How do i extract a list of elements encased in quotation marks bounded by <> and delimited by commas - python, regex?

Question

Given a string like this:

ORTH < "cali.ber,kl", 'calf' , "done" >,\nLKEYS.KEYREL.PRED "_calf_n_1_rel", 

With regex, how do I get a tuple that looks like the following:

('ORTH', ['cali.ber,kl','calf','done'])

I've been doing it as such:

txt = '''ORTH < "cali.ber,kl", 'calf' , "done" >,'''
e1 = txt.partition(" ")[0]
vs = re.search(r"<([A-Za-z0-9_]+)>", txt)
v = vs.group(1)
v1 = [i[1:-1] for i in vs.strip().strip("<>").split(",")]
print v1

But i'm getting none for re.search().group(1). How should it be done to get the desired output?

Answer 1

The reason you don't get a match is that your regex doesn't match:

r"<([A-Za-z0-9_]+)>" is missing comma, quotation marks and the space character, which all can occur inside the < > according to your sample.

This one would match:

re.search(r"< ([A-Za-z0-9_.,\"' ]+) >", txt)

What also may trip you up is the fact that the list of names is delimited by comma, which itself can be part of the values, unescaped.

That means you can't just split that string by ',', but instead need to consider the two different quotation characters(' and " ) in order to separate the fields.

So I'd use this approach:

• Use re.match to split the string into PREFIX < NAMES > parts, and discard the rest.

-------------------------

Prompt A
According to the answer in the regex thread, which characters are missing from the pattern r"<([A-Za-z0-9_]+)>"?
The listing has no connection to the regex thread.

Listed entries
-------------------------

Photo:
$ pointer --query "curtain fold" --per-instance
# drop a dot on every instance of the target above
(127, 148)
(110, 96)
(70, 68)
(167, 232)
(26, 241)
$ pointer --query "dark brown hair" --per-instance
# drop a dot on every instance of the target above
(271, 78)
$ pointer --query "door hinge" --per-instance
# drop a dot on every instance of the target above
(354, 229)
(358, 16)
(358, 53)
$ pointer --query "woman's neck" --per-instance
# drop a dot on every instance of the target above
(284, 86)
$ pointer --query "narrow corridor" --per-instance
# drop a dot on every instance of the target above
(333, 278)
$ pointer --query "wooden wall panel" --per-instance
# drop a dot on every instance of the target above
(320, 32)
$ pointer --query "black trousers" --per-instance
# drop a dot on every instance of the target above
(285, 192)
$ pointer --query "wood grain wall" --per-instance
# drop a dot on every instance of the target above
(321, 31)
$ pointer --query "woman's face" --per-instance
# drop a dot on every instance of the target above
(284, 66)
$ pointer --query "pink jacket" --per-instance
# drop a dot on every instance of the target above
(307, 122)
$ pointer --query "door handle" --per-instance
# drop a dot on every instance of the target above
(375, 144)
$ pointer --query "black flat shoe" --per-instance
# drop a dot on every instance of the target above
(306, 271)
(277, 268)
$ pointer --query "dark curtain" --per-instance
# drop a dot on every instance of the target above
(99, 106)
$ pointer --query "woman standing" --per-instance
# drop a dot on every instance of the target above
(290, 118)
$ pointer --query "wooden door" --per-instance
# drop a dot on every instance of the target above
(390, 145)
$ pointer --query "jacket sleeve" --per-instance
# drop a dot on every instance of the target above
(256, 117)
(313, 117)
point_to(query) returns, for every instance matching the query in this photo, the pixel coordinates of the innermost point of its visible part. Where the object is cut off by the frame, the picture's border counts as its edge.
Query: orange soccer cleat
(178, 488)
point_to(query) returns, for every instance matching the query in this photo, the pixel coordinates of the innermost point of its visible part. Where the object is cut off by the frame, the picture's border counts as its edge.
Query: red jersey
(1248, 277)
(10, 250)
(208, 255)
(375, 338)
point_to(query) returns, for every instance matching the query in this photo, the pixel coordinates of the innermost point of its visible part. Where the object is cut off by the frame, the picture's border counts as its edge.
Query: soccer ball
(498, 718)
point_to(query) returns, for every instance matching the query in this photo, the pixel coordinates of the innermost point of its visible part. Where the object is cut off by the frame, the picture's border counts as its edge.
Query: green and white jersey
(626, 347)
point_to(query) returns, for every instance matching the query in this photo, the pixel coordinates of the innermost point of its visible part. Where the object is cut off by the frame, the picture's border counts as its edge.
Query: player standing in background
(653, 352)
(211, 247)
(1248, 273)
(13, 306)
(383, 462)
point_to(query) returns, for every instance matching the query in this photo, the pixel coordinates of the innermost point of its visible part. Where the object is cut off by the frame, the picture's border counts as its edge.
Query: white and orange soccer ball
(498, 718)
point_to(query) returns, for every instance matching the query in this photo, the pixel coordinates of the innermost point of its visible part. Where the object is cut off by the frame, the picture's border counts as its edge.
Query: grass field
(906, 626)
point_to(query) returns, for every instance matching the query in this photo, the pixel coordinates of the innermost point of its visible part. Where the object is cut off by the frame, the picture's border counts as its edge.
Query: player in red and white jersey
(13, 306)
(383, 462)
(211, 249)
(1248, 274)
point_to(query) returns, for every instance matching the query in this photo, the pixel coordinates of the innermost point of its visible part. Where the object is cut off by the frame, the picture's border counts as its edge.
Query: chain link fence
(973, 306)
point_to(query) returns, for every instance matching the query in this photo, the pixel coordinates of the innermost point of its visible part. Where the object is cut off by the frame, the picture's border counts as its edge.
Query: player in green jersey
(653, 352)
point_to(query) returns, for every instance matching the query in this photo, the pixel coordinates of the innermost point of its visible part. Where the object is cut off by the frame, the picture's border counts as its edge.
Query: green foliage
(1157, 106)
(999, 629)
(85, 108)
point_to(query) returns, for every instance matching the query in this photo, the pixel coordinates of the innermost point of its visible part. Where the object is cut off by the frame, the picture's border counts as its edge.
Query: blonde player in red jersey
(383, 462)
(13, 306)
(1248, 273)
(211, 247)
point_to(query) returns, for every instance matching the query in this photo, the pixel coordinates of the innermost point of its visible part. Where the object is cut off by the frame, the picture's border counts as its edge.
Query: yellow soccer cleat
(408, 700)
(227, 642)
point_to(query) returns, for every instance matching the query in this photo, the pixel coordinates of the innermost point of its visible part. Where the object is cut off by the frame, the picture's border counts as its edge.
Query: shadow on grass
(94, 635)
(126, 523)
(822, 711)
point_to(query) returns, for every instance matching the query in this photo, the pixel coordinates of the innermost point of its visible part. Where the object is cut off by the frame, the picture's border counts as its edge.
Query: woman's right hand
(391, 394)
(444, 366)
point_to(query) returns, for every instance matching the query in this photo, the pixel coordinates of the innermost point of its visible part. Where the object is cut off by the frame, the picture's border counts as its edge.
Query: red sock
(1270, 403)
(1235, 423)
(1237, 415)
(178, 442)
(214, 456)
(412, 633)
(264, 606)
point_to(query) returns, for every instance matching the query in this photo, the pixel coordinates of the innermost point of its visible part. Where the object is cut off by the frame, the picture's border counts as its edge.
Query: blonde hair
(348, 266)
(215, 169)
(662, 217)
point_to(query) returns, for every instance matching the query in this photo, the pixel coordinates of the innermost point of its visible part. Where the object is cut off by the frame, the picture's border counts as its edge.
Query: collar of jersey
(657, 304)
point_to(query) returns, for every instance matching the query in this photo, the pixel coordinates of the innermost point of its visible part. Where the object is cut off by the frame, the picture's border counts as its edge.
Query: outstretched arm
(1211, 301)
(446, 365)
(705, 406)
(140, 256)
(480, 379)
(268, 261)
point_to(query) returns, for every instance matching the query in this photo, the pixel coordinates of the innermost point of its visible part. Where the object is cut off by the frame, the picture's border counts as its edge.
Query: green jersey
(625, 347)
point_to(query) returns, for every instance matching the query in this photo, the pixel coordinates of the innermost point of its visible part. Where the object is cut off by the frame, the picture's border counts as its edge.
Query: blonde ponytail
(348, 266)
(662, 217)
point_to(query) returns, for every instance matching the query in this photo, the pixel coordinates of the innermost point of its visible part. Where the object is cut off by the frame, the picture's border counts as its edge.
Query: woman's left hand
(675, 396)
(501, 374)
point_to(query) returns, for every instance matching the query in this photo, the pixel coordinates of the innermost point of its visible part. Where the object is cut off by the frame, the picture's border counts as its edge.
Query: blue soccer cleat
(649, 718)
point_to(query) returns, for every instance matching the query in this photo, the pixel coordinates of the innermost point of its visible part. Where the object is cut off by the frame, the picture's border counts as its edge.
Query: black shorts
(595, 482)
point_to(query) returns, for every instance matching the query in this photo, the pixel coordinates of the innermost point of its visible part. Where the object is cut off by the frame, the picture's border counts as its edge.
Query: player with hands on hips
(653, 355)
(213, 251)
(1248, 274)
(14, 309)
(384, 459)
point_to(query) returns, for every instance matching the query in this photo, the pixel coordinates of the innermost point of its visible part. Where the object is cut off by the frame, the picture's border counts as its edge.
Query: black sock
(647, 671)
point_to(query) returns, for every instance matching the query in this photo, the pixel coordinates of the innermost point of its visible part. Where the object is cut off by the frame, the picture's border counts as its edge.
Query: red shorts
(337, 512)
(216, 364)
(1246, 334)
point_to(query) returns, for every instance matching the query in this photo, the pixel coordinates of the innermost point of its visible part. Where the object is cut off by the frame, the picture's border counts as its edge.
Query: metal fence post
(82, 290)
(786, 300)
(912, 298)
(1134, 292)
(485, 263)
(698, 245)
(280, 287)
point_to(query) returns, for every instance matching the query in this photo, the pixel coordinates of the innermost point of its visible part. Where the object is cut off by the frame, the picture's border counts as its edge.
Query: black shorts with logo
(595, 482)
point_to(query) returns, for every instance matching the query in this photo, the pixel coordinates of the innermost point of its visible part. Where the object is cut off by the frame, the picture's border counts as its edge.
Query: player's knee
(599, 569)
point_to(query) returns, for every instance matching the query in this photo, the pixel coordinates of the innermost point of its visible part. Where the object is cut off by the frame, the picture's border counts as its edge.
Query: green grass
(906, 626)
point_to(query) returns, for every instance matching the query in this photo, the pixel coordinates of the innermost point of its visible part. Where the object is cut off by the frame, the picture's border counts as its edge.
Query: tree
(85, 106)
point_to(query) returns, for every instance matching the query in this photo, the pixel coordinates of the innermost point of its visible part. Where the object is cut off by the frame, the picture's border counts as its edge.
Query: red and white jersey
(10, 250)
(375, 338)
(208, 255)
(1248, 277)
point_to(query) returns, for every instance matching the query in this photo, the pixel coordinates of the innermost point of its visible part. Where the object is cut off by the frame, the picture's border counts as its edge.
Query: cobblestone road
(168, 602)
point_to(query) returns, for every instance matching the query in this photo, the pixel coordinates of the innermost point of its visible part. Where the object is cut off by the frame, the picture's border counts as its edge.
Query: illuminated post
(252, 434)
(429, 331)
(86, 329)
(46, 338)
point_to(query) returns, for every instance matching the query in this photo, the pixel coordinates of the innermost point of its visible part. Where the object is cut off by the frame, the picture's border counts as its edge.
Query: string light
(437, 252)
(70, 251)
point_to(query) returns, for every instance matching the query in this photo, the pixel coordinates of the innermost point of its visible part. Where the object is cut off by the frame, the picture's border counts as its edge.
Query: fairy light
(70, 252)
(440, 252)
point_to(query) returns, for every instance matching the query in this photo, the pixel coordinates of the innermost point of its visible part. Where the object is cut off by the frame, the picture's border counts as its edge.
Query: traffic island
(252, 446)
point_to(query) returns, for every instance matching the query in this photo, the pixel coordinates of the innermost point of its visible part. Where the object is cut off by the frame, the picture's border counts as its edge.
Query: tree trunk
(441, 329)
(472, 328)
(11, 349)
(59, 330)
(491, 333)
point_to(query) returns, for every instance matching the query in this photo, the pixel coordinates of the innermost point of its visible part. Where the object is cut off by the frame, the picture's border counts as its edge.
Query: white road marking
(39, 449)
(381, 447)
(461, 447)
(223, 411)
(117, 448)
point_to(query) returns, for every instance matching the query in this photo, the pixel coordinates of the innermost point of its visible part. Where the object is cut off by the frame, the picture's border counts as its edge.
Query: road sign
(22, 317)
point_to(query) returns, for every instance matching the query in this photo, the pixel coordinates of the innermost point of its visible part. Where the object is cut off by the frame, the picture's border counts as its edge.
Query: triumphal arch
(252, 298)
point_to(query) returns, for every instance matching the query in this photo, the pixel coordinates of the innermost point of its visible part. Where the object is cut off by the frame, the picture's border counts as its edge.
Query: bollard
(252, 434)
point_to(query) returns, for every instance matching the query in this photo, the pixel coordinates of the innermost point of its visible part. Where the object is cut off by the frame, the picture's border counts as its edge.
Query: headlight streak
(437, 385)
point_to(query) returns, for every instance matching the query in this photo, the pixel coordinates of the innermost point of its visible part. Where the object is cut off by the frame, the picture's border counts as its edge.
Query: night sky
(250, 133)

-------------------------

Prompt B
Please count the lines of the listing that contain the string "cleat", treating case as significant, and give only the number.

Expected output A
The comma, quotation marks and the space character.

Expected output B
3